All records are to be printed exactly as they appear.

Data records:
-*-*-
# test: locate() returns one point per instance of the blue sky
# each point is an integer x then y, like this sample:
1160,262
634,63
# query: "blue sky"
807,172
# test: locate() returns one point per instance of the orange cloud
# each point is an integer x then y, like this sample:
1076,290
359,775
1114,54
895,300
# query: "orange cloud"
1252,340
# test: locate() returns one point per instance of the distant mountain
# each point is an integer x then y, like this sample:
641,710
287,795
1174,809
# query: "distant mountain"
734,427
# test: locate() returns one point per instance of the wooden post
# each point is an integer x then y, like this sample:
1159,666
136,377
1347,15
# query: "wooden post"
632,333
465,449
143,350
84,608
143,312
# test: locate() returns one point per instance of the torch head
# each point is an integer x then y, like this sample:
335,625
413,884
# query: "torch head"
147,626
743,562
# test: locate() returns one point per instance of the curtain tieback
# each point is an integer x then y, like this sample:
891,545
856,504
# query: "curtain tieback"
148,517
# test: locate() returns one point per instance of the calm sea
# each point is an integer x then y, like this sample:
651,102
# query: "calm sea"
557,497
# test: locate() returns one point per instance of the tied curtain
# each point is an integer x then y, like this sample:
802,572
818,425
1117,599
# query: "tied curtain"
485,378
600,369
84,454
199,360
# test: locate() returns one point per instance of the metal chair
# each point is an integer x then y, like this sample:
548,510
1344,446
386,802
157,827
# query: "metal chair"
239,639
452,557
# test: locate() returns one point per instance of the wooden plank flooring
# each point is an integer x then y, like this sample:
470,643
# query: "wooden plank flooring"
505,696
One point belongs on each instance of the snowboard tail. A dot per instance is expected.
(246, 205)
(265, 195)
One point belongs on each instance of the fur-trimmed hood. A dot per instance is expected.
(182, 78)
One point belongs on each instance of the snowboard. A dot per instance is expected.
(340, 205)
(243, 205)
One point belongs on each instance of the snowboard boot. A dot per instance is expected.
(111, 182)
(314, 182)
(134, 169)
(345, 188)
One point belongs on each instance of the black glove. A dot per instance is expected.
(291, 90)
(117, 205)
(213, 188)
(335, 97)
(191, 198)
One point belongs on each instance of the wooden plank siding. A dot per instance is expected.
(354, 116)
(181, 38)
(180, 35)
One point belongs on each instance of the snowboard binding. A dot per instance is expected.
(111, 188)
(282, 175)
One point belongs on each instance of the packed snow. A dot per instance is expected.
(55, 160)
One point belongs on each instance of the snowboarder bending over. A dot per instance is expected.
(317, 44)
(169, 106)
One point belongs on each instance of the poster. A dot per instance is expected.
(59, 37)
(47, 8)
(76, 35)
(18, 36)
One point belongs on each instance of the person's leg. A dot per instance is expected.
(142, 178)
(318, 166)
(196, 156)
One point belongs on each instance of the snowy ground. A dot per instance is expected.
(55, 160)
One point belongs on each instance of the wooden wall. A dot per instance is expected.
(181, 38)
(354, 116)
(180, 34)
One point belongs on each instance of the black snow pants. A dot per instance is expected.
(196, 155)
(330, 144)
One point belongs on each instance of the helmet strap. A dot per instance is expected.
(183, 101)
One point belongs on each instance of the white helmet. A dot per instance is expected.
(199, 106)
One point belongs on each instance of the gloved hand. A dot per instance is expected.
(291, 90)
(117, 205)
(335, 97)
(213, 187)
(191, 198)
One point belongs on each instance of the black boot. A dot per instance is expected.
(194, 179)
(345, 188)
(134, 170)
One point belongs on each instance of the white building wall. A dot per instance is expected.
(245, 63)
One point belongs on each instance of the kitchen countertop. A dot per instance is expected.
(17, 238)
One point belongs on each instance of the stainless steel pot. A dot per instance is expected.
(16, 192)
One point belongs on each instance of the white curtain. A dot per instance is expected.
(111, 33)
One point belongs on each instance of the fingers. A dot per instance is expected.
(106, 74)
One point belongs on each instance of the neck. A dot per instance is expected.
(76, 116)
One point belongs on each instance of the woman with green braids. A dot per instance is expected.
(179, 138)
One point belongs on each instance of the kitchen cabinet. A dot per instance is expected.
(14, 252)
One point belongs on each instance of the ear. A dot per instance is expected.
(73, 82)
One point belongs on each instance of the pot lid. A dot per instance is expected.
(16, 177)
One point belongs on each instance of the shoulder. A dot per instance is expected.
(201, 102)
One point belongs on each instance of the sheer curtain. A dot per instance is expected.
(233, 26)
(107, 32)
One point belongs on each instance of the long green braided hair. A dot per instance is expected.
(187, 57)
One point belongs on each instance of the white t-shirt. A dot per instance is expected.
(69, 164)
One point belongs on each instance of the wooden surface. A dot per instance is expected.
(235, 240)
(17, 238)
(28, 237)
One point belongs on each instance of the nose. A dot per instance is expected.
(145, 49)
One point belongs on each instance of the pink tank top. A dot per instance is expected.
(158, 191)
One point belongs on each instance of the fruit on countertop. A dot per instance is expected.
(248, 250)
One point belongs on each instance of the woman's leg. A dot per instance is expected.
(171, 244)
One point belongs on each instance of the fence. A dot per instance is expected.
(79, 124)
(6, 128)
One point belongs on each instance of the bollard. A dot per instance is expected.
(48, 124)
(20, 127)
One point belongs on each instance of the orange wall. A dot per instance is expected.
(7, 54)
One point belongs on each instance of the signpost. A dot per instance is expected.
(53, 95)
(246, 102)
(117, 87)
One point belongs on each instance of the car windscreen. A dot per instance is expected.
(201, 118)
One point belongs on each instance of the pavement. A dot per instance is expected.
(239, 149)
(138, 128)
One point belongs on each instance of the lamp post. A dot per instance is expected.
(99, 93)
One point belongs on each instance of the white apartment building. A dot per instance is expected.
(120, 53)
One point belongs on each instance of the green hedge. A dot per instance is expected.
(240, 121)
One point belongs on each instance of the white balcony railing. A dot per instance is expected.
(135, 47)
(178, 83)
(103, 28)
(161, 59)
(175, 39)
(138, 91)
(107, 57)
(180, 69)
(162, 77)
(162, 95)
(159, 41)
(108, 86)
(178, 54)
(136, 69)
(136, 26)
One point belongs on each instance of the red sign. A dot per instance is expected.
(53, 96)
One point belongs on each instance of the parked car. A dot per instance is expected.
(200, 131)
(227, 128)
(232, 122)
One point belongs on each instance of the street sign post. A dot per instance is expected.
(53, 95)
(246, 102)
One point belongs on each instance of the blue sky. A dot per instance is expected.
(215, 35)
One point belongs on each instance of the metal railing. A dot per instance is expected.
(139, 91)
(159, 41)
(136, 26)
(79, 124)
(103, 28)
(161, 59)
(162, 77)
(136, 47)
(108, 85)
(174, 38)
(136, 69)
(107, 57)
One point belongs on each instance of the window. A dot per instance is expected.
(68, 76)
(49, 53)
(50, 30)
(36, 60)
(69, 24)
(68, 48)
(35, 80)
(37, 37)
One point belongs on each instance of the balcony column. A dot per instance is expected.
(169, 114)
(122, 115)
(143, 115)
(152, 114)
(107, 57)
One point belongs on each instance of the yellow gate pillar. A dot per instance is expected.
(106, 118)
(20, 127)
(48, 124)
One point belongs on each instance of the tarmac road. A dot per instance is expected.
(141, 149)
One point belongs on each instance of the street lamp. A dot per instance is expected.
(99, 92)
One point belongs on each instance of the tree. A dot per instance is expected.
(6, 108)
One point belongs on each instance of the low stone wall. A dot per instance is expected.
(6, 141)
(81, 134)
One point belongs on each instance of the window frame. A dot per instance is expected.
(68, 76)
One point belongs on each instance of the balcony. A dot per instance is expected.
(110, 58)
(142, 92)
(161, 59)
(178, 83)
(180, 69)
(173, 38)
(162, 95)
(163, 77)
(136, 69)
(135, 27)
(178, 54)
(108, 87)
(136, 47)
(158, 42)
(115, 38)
-*-*-
Result:
# test: locate() returns one point per instance of the blue sky
# each point is an integer x then y, like this sample:
1160,262
634,63
# query: "blue sky"
807,172
# test: locate() returns one point per instance of the orange cloud
# each point is an integer x then y, like this sample:
1076,290
359,775
1114,54
895,300
# query: "orange cloud"
1252,340
# test: locate() returns one point per instance of the distant mountain
# each point is an integer x then y, like this sample:
641,710
287,795
1174,809
# query: "distant mountain"
734,427
# test: locate() returns one point per instance of the wooden post
# each point is an integer x then y, like this sample:
1159,666
136,377
1347,15
# query: "wooden post"
632,333
465,449
143,350
84,608
143,312
# test: locate() returns one point per instance of the torch head
# each point is an integer x then y, like this sample:
335,625
413,884
# query: "torch head"
147,626
743,562
# test: locate() returns one point per instance of the curtain tieback
# each point is an integer x then y, like this sample:
891,545
856,504
# query: "curtain tieback"
148,517
# test: locate() returns one point per instance of the calm sea
# each point is an integer x then y, like this sample:
651,102
# query: "calm sea"
557,497
# test: locate() returns one point per instance of the tied curtain
# each point is an integer x then y, like this sample:
802,572
818,425
1117,599
# query: "tied curtain"
485,378
600,369
84,454
199,360
# test: locate() returns one point per instance of the metal chair
# each point is an integer x then y, like this sample:
548,510
1344,446
386,802
157,827
# query: "metal chair"
239,639
452,557
# test: locate() returns one point per instance of the wooden plank flooring
# each point is an integer x then y, like this sample:
470,643
# query: "wooden plank flooring"
505,696
One point belongs on each instance of the snowboard tail. A dot per instance is expected.
(246, 205)
(265, 195)
One point belongs on each instance of the fur-trimmed hood. A dot per instance is expected.
(182, 78)
One point belongs on each instance of the snowboard. A dot per instance is expected.
(340, 205)
(243, 205)
One point belongs on each instance of the snowboard boot. A dot per instance is expected.
(111, 182)
(314, 182)
(134, 169)
(345, 188)
One point belongs on each instance of the black glove. A dot per instance is expected.
(291, 90)
(117, 205)
(213, 188)
(335, 97)
(191, 198)
One point belongs on each instance of the wooden plank siding. A dot per instance is expected.
(354, 116)
(181, 38)
(180, 35)
One point belongs on each instance of the snowboard binding. A dot per instance is expected.
(111, 188)
(282, 175)
One point belongs on each instance of the packed snow. A dot per instance is expected.
(55, 160)
One point belongs on each instance of the snowboarder bending over. A dot per instance is expected.
(317, 44)
(169, 106)
One point belongs on each instance of the poster. A dot per instance is expected.
(59, 37)
(47, 8)
(76, 35)
(18, 36)
One point belongs on each instance of the person's leg. A dot per instance is expected.
(142, 178)
(318, 166)
(196, 156)
One point belongs on each instance of the snowy ground. A dot per instance is expected.
(55, 160)
One point belongs on each instance of the wooden wall. A dot per instance is expected.
(181, 38)
(354, 116)
(180, 34)
One point belongs on each instance of the black snow pants. A dot per instance is expected.
(196, 155)
(330, 144)
One point belongs on each instance of the helmet strap. A dot per instance is expected.
(183, 101)
One point belongs on each instance of the white helmet. A dot per instance is expected.
(199, 106)
One point belongs on each instance of the gloved hand. A dot per instance is expected.
(291, 90)
(117, 205)
(335, 97)
(213, 187)
(191, 198)
One point belongs on each instance of the black boot. A dot per instance is expected.
(194, 179)
(345, 188)
(134, 170)
One point belongs on each instance of the white building wall. A dot per instance is expected.
(245, 63)
One point belongs on each instance of the kitchen countertop. A dot per instance is expected.
(17, 238)
One point belongs on each instance of the stainless steel pot. A dot per instance is expected.
(16, 192)
One point belongs on each instance of the white curtain. A dot per instance is expected.
(111, 33)
One point belongs on each instance of the fingers. A dot per instance is expected.
(106, 74)
One point belongs on each instance of the neck. A dot per instance is expected.
(76, 116)
One point belongs on each instance of the woman with green braids. A dot per instance is expected.
(179, 138)
One point belongs on each instance of the kitchen cabinet. A dot per instance is expected.
(14, 252)
One point belongs on each instance of the ear. A dot per instance is expected.
(73, 82)
One point belongs on each instance of the pot lid. A dot per instance is expected.
(16, 177)
One point belongs on each instance of the shoulder. A dot per instance is expected.
(201, 102)
One point belongs on each instance of the sheer curtain. A dot per instance is expected.
(233, 26)
(107, 32)
One point belongs on each instance of the long green braided hair. A dot per instance is expected.
(187, 57)
One point belongs on each instance of the white t-shirt. A dot per instance is expected.
(69, 164)
One point belongs on each instance of the wooden surface. A dot per instance is expected.
(235, 240)
(17, 238)
(28, 237)
One point belongs on each instance of the nose. A dot per instance is expected.
(145, 49)
One point belongs on each instance of the pink tank top. A dot per instance is expected.
(158, 191)
One point belongs on each instance of the fruit on countertop. A dot per instance is expected.
(248, 250)
One point belongs on each instance of the woman's leg. A dot per instance is expected.
(171, 244)
One point belongs on each instance of the fence. A dot per instance is expected.
(79, 124)
(6, 128)
One point belongs on each instance of the bollard. A dot per instance is expected.
(48, 124)
(20, 127)
One point belongs on each instance of the orange wall. A dot per instance is expected.
(7, 54)
One point belongs on each instance of the signpost. A dot per instance is expected.
(53, 95)
(246, 102)
(117, 87)
One point belongs on each instance of the car windscreen. A dot per instance is expected.
(201, 118)
One point belongs on each instance of the pavement. A dot per instance is expected.
(239, 149)
(138, 128)
One point belongs on each instance of the lamp post. A dot per instance is expected.
(99, 93)
One point belongs on each instance of the white apartment building. A dot per instance is expected.
(120, 53)
One point belongs on each instance of the green hedge. A dot per instance is expected.
(240, 121)
One point belongs on each instance of the white balcony railing. A dot per instance is expected.
(135, 47)
(178, 83)
(103, 28)
(161, 59)
(175, 39)
(138, 91)
(107, 57)
(180, 69)
(162, 77)
(162, 95)
(159, 41)
(108, 86)
(178, 54)
(136, 69)
(136, 26)
One point belongs on each instance of the red sign. A dot per instance is expected.
(53, 96)
One point belongs on each instance of the parked car. A dot per instance is expected.
(200, 131)
(227, 128)
(232, 122)
One point belongs on each instance of the street sign post. A dot per instance is expected.
(53, 95)
(246, 102)
One point belongs on each instance of the blue sky. A dot per instance is expected.
(215, 35)
One point belongs on each instance of the metal railing. A dot per instance is expected.
(139, 91)
(159, 41)
(136, 26)
(79, 124)
(103, 28)
(161, 59)
(162, 77)
(136, 47)
(108, 85)
(174, 38)
(136, 69)
(107, 57)
One point belongs on each instance of the window. A dot per instance is expected.
(68, 76)
(49, 53)
(50, 30)
(36, 60)
(69, 24)
(68, 48)
(35, 80)
(37, 37)
One point belongs on each instance of the balcony column. A dot per instance is expected.
(169, 114)
(122, 115)
(143, 115)
(152, 114)
(107, 57)
One point belongs on each instance of the yellow gate pillar. A dot per instance is expected.
(106, 118)
(20, 127)
(48, 124)
One point belongs on each instance of the tarmac road. A dot per instance is expected.
(141, 149)
One point belongs on each instance of the street lamp. A dot per instance is expected.
(99, 92)
One point belongs on each instance of the tree. A dot per instance is expected.
(6, 108)
One point belongs on each instance of the low stone wall. A dot per instance is expected.
(6, 141)
(81, 134)
One point belongs on each instance of the window frame. A dot per instance is expected.
(68, 76)
One point belongs on each instance of the balcony. A dot per instance is expected.
(110, 58)
(142, 92)
(161, 59)
(178, 83)
(180, 69)
(173, 38)
(162, 95)
(163, 77)
(136, 69)
(135, 27)
(178, 54)
(108, 87)
(136, 47)
(158, 42)
(115, 38)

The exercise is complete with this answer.